-------- 本文抜粋 --------

ドナルド・トランプ米政権による軍事作戦で米国に移送された、ニコラス・マドゥロ・ベネズエラ大統領夫妻が5日(現地時間)、米ニューヨークの連邦裁判所に出廷した。マドゥロ大統領は起訴内容を全面的に否認し、自身は「戦争捕虜」に当たるとの認識を示した。
米CNNやニューヨーク・タイムズ(NYT)などによると、マドゥロ大統領と配偶者のシリア・フローレスは同日、ニューヨーク・マンハッタン連邦地裁で開かれた麻薬関連などの罪に関する起訴内容確認の手続きに臨んだという。
マドゥロ夫妻は3日未明、ベネズエラの首都カラカスにある大統領官邸を急襲した米軍によって拘束されたとされる。麻薬密売などの容疑で起訴された後、同日中にニューヨークのブルックリンにあるメトロポリタン拘置所へ移送され、2日後に初めて法廷に姿を現した。
この日の出廷は、被告が法廷で正式に罪状に対する立場を表明する起訴認否手続きのために行われた。マドゥロ夫妻は受刑者用の服装で手錠を着け、通訳用のヘッドホンを装着した状態で審理に臨んだと伝えられている。
マドゥロ大統領はアルビン・K・ヘラースタイン判事から身元確認を求められ、スペイン語で「私はベネズエラの大統領だ」と答えた。

--------

> **理解度チェック**:
(1) マドゥロ大統領の出廷についての文章によると、マドゥロ夫妻は起訴後、どこの拘置所へ移送されたか。
(2) マドゥロ大統領の出廷についての文章から、次の文を英語に訳せ。「マドゥロ大統領はアルビン・K・ヘラースタイン判事から身元確認を求められ、スペイン語で「私はベネズエラの大統領だ」と答えた。」
(3) マドゥロ大統領の出廷についての文章を、最後の文の後から書き進めてください。

-------- 演習データ --------

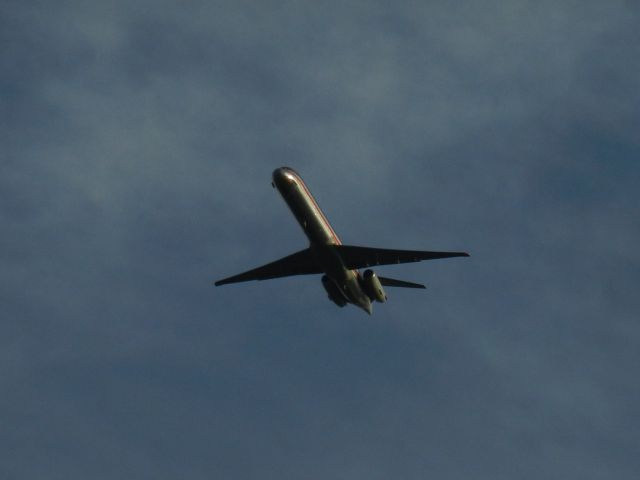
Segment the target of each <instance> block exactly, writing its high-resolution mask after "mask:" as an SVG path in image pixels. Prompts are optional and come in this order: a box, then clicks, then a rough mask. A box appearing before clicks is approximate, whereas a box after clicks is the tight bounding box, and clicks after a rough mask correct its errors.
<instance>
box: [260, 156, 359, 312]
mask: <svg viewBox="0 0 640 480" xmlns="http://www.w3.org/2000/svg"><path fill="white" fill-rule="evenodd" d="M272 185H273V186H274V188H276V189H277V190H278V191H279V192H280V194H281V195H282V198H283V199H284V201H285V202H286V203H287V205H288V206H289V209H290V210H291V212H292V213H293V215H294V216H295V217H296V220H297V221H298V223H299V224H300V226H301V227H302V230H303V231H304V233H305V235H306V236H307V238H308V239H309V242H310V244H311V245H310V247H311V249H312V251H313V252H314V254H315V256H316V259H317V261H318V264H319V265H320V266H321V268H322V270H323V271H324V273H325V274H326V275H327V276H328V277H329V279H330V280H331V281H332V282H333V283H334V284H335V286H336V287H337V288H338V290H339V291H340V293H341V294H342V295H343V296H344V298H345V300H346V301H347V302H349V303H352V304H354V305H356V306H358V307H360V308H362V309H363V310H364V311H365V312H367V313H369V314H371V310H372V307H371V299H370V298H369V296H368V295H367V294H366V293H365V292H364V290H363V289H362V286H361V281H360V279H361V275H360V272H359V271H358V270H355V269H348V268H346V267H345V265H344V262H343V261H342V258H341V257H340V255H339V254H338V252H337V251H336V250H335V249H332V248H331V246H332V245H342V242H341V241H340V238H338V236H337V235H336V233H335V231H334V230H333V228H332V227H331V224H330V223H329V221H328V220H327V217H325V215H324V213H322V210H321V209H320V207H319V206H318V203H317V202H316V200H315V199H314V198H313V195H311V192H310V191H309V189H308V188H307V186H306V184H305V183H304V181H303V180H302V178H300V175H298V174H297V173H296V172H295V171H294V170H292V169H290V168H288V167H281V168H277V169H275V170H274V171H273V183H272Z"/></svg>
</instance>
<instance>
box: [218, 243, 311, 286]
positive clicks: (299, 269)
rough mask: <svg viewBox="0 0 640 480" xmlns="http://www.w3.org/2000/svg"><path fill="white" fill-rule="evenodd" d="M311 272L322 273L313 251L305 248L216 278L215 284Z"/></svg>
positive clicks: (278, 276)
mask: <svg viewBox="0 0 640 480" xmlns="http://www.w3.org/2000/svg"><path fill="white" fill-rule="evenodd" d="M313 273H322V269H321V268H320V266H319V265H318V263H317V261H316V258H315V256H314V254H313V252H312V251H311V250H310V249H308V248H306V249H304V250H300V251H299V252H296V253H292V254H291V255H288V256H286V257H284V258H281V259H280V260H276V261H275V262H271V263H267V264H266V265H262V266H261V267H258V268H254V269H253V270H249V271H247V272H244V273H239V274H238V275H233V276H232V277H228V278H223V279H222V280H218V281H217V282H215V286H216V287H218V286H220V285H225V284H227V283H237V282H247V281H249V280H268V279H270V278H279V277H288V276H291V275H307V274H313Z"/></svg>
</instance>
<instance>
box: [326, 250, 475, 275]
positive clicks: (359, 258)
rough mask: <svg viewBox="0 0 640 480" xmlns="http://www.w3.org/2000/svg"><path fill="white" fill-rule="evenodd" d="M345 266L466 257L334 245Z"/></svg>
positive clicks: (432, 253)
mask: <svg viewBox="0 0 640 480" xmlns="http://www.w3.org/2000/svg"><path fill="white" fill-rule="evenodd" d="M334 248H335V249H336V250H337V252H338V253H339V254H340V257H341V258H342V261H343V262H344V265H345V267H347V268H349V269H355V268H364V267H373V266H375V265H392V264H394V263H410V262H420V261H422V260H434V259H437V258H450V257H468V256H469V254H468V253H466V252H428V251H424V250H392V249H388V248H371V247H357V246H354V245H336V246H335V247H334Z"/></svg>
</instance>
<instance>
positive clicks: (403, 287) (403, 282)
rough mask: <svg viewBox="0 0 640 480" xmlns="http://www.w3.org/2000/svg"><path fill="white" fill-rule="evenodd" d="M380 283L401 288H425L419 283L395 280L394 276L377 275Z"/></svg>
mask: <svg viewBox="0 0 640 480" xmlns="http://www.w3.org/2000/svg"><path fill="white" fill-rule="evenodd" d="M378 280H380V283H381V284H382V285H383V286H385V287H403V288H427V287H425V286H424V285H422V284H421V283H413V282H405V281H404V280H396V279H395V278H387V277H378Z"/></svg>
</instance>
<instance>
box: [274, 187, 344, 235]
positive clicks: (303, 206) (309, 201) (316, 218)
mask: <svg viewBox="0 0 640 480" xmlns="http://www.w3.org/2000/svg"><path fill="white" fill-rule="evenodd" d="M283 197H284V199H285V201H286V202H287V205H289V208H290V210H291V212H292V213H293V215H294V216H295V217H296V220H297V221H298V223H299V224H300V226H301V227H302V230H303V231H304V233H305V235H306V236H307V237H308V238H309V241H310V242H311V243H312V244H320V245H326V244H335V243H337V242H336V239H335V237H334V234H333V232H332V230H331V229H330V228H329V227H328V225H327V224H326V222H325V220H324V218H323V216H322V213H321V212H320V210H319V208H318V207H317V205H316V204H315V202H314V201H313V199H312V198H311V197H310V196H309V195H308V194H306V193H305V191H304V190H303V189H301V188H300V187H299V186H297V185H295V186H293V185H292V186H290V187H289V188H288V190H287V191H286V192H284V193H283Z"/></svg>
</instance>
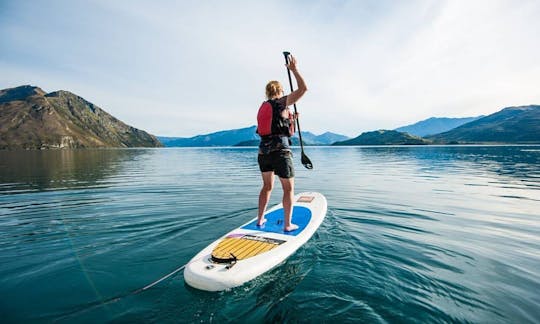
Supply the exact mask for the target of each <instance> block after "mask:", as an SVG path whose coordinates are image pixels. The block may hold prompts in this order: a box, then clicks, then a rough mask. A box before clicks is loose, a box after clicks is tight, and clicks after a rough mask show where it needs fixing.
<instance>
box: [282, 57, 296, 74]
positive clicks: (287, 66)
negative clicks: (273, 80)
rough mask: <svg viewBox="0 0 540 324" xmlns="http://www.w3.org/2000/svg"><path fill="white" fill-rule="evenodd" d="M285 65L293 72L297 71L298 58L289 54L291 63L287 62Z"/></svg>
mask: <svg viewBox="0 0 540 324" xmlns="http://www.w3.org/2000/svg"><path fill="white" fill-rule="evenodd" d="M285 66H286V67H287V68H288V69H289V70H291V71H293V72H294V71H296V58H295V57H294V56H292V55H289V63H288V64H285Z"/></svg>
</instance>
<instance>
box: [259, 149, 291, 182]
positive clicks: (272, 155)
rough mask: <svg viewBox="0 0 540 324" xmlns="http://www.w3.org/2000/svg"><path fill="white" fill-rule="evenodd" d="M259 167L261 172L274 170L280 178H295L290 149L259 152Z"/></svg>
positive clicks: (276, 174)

--------
-------- 演習データ --------

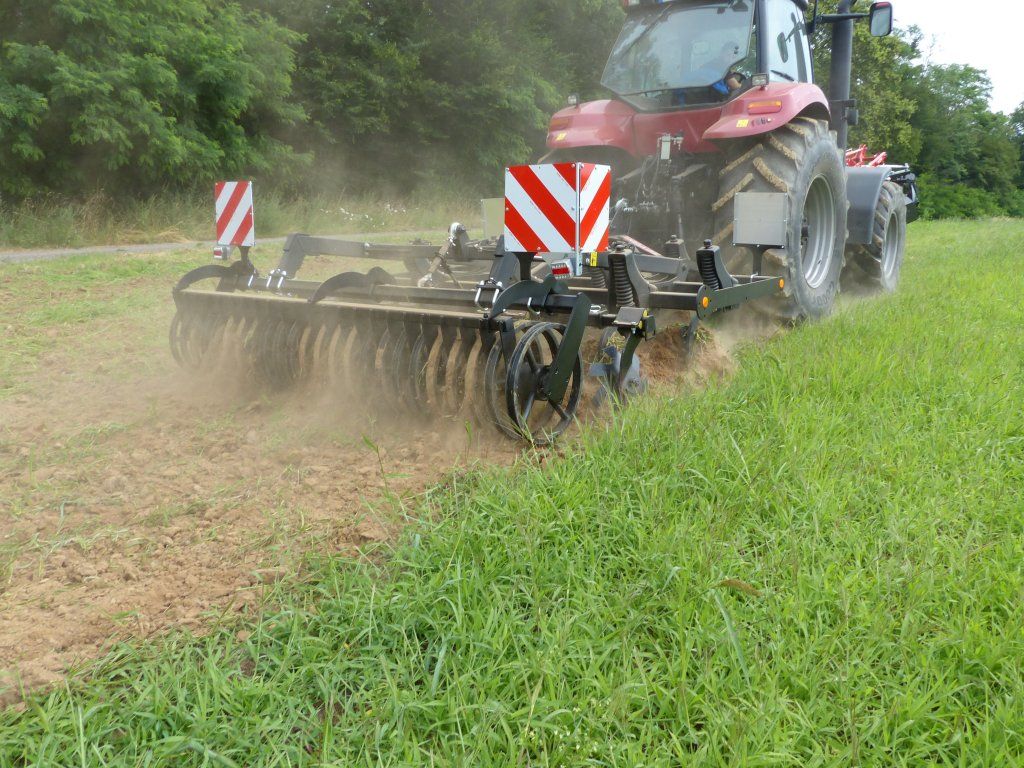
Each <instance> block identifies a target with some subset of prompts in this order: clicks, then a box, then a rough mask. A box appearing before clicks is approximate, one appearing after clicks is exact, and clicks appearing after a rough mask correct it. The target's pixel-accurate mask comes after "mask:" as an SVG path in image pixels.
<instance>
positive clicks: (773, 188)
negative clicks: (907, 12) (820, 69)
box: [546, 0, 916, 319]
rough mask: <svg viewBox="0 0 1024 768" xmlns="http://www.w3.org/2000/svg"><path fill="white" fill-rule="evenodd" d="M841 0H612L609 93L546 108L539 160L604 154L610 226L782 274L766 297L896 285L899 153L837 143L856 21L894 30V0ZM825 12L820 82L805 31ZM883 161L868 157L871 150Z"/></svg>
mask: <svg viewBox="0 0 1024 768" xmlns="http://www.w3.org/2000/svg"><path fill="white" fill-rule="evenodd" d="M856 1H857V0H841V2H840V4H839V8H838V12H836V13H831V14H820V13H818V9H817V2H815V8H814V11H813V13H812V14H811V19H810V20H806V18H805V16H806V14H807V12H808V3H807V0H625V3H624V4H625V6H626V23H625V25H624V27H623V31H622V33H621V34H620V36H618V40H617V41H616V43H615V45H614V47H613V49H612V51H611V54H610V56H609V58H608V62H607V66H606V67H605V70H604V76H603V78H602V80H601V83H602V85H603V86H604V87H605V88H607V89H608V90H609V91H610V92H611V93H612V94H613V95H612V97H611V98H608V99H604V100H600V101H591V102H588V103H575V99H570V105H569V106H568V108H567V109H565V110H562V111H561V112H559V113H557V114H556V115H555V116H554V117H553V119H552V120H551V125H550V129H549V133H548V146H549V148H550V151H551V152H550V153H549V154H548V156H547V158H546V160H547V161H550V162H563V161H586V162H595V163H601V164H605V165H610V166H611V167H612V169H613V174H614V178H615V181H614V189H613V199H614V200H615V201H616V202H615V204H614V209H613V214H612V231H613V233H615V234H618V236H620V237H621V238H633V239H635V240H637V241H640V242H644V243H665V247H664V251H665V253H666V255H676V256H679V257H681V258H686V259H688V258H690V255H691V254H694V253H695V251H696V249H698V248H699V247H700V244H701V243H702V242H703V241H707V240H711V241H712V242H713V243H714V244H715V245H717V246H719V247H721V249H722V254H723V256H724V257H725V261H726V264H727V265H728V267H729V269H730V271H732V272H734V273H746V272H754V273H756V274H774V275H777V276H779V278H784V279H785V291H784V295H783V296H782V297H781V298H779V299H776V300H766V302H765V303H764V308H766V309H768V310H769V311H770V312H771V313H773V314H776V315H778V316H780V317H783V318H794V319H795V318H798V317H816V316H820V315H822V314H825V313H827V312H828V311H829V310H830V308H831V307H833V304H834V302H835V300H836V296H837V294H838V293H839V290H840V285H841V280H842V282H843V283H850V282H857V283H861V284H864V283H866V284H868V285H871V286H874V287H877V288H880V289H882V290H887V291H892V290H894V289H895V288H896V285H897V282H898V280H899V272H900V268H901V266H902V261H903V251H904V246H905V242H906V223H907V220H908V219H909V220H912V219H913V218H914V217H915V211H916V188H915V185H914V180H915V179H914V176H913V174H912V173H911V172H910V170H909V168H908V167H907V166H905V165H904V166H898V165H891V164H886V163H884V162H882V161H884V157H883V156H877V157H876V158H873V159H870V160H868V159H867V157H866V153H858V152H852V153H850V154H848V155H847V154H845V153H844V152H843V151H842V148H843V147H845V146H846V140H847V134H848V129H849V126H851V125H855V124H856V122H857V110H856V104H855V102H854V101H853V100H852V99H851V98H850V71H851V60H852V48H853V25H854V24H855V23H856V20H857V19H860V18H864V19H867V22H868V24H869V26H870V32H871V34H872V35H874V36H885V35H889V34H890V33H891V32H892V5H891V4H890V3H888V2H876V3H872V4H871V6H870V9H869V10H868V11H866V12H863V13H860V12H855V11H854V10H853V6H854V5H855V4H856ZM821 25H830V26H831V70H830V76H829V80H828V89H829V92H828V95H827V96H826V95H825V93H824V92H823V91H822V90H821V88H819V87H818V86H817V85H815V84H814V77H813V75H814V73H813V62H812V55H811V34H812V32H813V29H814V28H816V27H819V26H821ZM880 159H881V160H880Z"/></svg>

--------

> **演習の結果**:
(1) ニューヨークのブルックリンにあるメトロポリタン拘置所。

(2) Asked by Judge Alvin K. Hellerstein to confirm his identity, President Maduro replied in Spanish, "I am the president of Venezuela."

(3)
判事が「麻薬テロ共謀」などの罪状を読み上げ、有罪か無罪かを尋ねると「私は無実で、有罪ではない。私は善良な人間だ」と述べ、すべての容疑を否定した。また「ここで言及されているいかなる罪についても無罪だ」と主張した。
さらにマドゥロ大統領は「私は今も自国の大統領だ」と強調し、自身が大統領官邸で米国に「拉致された」との表現を用いた。マドゥロ大統領は出廷前に起訴状を確認しておらず、自身の権利についても説明を受けていないとも訴えた。
マドゥロ大統領の弁護側は提起された4つの罪状はいずれも否認するとしたうえで、健康上の問題があるとも主張した。共に起訴された配偶者のフローレスも無罪を主張したという。
マドゥロ大統領は麻薬テロ共謀、コカイン輸入共謀、機関銃および破壊装置の所持、機関銃および破壊装置の所持共謀の4つの罪で起訴されている。
米検察はマドゥロ大統領が広範な麻薬密売組織を背景に腐敗した体制を運営し、米国へ大量のコカインを流入させたとみており、正当なベネズエラ国家元首ではないとの立場を示している。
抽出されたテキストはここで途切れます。